Swap "rough mask" for "coarse mask" in the listing below, from its first line up to and including the line with "positive clicks: (1000, 311) (996, 340)", and write out those lines with nothing else changed.

Start of Provided entries

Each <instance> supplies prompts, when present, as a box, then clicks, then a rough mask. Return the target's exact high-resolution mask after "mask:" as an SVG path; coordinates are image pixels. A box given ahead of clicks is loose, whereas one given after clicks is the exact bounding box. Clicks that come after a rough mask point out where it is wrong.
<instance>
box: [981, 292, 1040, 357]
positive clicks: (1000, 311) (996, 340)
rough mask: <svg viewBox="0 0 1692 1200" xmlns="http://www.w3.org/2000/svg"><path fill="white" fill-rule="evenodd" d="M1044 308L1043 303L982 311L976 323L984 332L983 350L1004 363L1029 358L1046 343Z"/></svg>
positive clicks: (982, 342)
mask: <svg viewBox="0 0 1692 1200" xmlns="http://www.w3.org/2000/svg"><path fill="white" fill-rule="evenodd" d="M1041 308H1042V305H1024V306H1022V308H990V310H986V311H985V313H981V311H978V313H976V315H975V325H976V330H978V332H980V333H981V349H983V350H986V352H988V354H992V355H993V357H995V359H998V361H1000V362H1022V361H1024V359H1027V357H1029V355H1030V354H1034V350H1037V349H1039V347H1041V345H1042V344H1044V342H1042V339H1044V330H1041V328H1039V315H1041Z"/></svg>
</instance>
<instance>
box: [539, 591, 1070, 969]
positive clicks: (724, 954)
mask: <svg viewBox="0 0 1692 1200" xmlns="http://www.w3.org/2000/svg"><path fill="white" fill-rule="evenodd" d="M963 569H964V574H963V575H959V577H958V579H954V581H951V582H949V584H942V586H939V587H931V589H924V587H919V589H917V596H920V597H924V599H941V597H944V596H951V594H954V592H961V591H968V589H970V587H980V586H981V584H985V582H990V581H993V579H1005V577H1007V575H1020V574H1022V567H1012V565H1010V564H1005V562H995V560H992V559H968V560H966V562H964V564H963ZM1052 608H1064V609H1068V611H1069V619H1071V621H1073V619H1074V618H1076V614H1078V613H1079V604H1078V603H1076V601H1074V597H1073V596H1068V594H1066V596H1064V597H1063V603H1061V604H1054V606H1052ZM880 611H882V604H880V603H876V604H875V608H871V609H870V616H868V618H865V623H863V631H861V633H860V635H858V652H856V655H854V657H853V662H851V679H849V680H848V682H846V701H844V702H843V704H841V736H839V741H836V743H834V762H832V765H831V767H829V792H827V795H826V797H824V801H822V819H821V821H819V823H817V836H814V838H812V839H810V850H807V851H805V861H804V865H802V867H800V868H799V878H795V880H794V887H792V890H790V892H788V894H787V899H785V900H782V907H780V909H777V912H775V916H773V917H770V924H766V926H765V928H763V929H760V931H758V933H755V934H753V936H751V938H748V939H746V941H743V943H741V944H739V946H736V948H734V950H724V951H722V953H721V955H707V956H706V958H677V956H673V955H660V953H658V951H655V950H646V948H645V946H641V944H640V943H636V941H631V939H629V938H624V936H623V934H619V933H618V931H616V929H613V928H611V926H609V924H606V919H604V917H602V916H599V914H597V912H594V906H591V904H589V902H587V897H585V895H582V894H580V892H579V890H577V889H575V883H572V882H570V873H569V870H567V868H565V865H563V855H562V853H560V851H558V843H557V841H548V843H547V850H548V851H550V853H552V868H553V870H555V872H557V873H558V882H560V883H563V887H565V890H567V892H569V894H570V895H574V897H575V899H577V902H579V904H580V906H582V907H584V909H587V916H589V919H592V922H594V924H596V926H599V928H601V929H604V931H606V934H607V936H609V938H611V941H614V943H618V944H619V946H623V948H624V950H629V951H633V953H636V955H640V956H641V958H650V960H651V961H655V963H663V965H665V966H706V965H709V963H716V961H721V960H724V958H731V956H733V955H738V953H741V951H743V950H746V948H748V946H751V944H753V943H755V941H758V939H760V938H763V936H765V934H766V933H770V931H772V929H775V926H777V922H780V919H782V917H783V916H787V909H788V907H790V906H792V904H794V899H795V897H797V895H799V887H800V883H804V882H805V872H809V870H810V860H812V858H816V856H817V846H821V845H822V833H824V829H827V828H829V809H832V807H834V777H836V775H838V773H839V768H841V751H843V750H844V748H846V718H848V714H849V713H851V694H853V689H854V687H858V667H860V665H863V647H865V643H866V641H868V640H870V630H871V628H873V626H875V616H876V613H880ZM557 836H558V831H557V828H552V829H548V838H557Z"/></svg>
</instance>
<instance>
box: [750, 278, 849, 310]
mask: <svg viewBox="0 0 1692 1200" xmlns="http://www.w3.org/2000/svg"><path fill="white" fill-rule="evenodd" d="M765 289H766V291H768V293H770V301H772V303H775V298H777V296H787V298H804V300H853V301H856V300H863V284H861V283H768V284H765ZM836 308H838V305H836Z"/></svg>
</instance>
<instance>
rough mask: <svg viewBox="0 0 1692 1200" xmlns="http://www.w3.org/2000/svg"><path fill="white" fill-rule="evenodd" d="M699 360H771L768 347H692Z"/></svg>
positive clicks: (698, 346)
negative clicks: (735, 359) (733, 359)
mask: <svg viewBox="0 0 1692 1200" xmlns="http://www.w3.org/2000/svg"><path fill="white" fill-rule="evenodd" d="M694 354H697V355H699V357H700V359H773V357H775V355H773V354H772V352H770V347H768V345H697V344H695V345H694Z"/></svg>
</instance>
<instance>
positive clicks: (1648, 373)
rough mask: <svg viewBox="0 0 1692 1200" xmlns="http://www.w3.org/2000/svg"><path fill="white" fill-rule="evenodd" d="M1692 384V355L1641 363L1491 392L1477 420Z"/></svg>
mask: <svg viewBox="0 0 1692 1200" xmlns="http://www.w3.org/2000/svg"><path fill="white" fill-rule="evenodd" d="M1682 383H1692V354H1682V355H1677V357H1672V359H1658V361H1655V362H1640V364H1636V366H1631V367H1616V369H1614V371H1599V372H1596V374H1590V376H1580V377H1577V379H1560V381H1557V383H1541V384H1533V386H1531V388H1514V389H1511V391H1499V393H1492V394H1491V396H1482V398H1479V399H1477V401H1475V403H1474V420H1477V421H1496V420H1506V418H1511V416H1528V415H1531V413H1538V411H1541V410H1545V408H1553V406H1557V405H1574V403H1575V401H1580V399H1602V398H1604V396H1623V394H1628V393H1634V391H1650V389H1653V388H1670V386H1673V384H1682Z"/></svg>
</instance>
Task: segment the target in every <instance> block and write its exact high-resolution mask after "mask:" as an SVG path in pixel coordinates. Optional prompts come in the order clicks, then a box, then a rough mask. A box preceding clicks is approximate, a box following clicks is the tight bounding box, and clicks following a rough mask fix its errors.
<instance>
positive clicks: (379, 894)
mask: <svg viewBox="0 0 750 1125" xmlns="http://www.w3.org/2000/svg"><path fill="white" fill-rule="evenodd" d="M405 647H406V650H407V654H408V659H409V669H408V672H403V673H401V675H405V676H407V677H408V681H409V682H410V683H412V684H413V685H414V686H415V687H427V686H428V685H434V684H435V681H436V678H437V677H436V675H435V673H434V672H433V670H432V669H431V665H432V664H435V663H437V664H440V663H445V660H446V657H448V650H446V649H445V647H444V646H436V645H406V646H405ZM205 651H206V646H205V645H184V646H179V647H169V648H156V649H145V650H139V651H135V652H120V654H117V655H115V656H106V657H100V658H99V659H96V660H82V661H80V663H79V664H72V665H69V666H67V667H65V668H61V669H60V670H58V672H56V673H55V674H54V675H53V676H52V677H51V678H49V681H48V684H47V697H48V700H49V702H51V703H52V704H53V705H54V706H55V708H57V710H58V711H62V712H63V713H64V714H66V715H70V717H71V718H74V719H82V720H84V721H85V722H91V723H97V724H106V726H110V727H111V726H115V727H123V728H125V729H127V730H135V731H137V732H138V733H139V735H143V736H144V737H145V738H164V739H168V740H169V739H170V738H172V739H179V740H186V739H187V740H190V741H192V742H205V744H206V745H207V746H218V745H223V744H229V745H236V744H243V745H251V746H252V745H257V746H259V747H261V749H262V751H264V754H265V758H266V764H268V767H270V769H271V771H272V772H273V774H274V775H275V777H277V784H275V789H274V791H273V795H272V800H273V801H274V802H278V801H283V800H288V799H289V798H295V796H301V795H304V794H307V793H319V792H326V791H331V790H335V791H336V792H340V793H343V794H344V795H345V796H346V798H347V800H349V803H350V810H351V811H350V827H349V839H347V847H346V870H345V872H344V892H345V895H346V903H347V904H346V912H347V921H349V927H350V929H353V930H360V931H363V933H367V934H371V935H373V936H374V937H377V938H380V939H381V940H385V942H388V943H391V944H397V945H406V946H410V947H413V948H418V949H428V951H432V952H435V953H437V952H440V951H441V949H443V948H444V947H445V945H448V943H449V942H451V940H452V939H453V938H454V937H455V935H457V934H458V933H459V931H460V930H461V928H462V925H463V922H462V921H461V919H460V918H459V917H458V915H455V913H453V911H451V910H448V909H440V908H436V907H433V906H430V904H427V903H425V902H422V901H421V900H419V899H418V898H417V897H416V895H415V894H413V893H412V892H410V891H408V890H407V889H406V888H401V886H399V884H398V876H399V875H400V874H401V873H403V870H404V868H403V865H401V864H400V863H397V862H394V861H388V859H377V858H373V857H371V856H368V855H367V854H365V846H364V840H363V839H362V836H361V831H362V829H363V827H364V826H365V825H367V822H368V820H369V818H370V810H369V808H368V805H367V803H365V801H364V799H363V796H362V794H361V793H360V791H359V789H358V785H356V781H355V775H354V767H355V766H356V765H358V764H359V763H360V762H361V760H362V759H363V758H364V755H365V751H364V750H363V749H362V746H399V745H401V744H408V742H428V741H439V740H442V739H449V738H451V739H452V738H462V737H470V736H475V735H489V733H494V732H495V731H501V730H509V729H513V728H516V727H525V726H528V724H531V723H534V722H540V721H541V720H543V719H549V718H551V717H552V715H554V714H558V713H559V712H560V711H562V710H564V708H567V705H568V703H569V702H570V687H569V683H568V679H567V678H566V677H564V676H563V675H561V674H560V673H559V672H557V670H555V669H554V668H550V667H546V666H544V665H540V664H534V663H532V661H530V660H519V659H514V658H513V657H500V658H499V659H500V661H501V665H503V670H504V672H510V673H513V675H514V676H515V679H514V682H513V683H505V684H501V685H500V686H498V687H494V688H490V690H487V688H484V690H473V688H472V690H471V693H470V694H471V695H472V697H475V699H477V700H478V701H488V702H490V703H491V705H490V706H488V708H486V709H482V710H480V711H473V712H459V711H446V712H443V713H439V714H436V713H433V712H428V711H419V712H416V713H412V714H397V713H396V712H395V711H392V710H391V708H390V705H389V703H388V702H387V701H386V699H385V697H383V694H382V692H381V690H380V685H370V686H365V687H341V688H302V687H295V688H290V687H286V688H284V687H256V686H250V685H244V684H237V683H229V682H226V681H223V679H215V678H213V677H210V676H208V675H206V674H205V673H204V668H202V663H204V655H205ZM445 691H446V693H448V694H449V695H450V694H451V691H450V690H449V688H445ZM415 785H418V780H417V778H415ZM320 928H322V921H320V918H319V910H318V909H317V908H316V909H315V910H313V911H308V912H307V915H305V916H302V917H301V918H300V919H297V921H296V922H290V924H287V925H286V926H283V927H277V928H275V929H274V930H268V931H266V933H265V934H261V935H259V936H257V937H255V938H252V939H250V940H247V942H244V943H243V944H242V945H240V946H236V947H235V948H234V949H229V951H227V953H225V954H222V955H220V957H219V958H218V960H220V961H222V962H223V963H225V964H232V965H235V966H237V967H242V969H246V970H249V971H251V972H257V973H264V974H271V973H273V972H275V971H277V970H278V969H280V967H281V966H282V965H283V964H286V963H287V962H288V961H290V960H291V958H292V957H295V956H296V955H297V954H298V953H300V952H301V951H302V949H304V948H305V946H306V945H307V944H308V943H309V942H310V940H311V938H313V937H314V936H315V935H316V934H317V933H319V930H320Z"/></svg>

End of Provided entries

*Exercise result:*
Each <instance> supplies prompts, when present, as a box, then clicks, then a coarse mask. Return the target's exact high-resolution mask after "mask:" as an SVG path; coordinates are image pixels. A box given ahead of clicks is loose, whereas one given after clicks is the exact bounding box. Clicks that come after a coarse mask point out where it is wrong.
<instance>
box: [981, 292, 1040, 357]
positive clicks: (1000, 311) (996, 340)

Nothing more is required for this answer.